Records contained in a dataset:

□ □ □ □ □ □ □

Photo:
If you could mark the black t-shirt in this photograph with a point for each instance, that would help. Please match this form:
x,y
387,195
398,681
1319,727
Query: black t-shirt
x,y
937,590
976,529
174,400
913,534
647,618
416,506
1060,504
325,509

□ □ □ □ □ □ □

Return the records in their entirety. Keep every character as it is.

Photo:
If you could mark the black t-shirt in this photograph with a point for each instance, that would help. Please match this form:
x,y
387,195
398,681
1319,727
Query: black t-shirt
x,y
937,590
976,529
174,400
913,534
647,618
416,506
1060,504
325,509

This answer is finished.